For example, for i = 36, if j = 6 divides 36, its pair factor 6 would have already been checked in the range [2, sqrt(36)].
i % j:
This computes the remainder when i is divided by j.
If i % j == 0, it means j is a factor of i.
all(...):
The all() function checks if all values in the provided iterable evaluate to True.
Here, (i % j) for each j in the range will return:
True if i is not divisible by j (remainder is non-zero).
False if i is divisible by j (remainder is zero).
Overall Logic:
The expression evaluates to True only if i is not divisible by any number in range(2, int(i**0.5) + 1). In other words:
If no j in that range divides i, then i is prime.
A list comprehension can be used to generate the Fibonacci sequence, but since the Fibonacci sequence relies on the values of previous terms, we'll need to maintain a running list or use a generator function.

> _Set task 1_:
Does each statement below agree with the passage on the Python prime check? Answer yes or no for each, quoting the words of the passage that decide it.
(a) The all() function checks whether every value in an iterable evaluates to True.
(b) For each j, (i % j) gives False when i is not divisible by j.
(c) A list comprehension can produce the Fibonacci sequence without keeping a running list or using a generator function.
> _Set task 2_:
Please answer these questions from the passage on the Python prime check.
(a) What does i % j compute?
(b) Over what range of j values is divisibility tested?
(c) In the example where i = 36, what value of j is named?
> _Set task 3_: Pick up the passage on the Python prime check after its last sentence, and continue it.

> _Items_:

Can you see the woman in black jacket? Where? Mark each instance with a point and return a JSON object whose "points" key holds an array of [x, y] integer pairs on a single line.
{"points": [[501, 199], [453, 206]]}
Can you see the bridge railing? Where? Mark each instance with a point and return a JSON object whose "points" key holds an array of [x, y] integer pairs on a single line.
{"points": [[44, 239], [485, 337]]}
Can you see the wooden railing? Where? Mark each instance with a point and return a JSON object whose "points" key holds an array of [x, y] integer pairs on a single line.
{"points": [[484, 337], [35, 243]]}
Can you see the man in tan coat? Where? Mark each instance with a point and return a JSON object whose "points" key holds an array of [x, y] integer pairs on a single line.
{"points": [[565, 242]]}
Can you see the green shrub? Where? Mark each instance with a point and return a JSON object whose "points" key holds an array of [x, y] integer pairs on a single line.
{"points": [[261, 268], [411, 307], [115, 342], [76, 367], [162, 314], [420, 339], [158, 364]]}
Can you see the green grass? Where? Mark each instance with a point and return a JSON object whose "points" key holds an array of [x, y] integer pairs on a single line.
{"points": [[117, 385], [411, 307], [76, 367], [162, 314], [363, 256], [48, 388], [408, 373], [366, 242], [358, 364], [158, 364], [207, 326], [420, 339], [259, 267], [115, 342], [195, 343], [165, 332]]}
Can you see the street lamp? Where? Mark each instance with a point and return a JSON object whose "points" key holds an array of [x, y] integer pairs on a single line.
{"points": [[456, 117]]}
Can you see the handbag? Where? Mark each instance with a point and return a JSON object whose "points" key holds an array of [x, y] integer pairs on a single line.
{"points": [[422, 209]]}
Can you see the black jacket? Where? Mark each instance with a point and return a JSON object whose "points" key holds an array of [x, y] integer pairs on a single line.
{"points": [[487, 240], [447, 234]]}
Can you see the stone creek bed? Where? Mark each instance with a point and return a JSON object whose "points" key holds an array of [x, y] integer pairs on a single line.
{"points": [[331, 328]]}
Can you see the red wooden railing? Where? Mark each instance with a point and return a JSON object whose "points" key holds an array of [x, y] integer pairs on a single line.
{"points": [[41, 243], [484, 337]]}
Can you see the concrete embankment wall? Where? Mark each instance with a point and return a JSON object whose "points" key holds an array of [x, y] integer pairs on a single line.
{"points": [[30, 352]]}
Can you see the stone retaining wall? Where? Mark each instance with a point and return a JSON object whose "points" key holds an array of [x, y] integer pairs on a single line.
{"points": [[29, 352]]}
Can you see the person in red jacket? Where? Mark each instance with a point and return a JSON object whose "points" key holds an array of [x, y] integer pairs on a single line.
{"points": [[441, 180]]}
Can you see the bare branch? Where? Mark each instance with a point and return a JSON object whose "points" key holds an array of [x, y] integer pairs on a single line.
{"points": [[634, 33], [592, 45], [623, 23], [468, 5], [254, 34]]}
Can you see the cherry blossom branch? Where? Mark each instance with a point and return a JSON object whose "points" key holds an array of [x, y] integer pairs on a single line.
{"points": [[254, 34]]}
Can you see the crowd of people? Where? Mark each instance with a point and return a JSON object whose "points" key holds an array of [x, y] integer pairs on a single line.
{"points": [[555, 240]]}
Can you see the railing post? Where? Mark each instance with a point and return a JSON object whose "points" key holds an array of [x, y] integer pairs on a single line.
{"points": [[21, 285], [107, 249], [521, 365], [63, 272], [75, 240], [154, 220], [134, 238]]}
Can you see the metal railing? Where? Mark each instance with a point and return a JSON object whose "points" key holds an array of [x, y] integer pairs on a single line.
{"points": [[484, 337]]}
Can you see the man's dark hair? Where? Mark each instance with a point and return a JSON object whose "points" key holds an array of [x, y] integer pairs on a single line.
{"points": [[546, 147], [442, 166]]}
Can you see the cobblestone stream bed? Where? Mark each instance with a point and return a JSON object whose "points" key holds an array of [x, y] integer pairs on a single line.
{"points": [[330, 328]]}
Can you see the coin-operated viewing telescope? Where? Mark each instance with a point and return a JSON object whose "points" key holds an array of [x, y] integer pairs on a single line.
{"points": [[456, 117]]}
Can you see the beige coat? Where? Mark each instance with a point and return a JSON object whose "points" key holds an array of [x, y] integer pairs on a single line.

> _Exercise response 1_:
(a) Yes: "The all() function checks if all values in the provided iterable evaluate to True."
(b) No: "True if i is not divisible by j (remainder is non-zero)."
(c) No: "we'll need to maintain a running list or use a generator function."

> _Exercise response 2_:
(a) The remainder when i is divided by j.
(b) range(2, int(i**0.5) + 1)
(c) j = 6

> _Exercise response 3_:
We will first consider a solution that modifies the list inside the comprehension:
n = 10 # Number of Fibonacci terms to generate
fibonacci = [0, 1]
[fibonacci.append(sum(fibonacci[-2:])) for _ in range(2, n)]
print(fibonacci) # Output: [0, 1, 1, 2, 3, 5, 8, 13, 21, 34]
Seed Values:
The first two values of the Fibonacci sequence are 0 and 1.
These are initialized as [0, 1].
List Comprehension:
Generates the rest of the Fibonacci sequence using fibonacci[-2:], which retrieves the last two values from the list and calculates their sum.
Iterates n-2 times since the first two values are already present.
The "for _ in ..." indicates that we are not interested in the actual value produced from the range(2,n), rather we are simply using the for loop to trigger the fibonacci.append(sum(sum(fibonacci[-2:])) to do its calculation n-2 times.
The comprehension creates a list of "Nones" from the .apply() which are discarded as the list is built through .append()
This approach is compact but modifies the running fibonacci list during the comprehension.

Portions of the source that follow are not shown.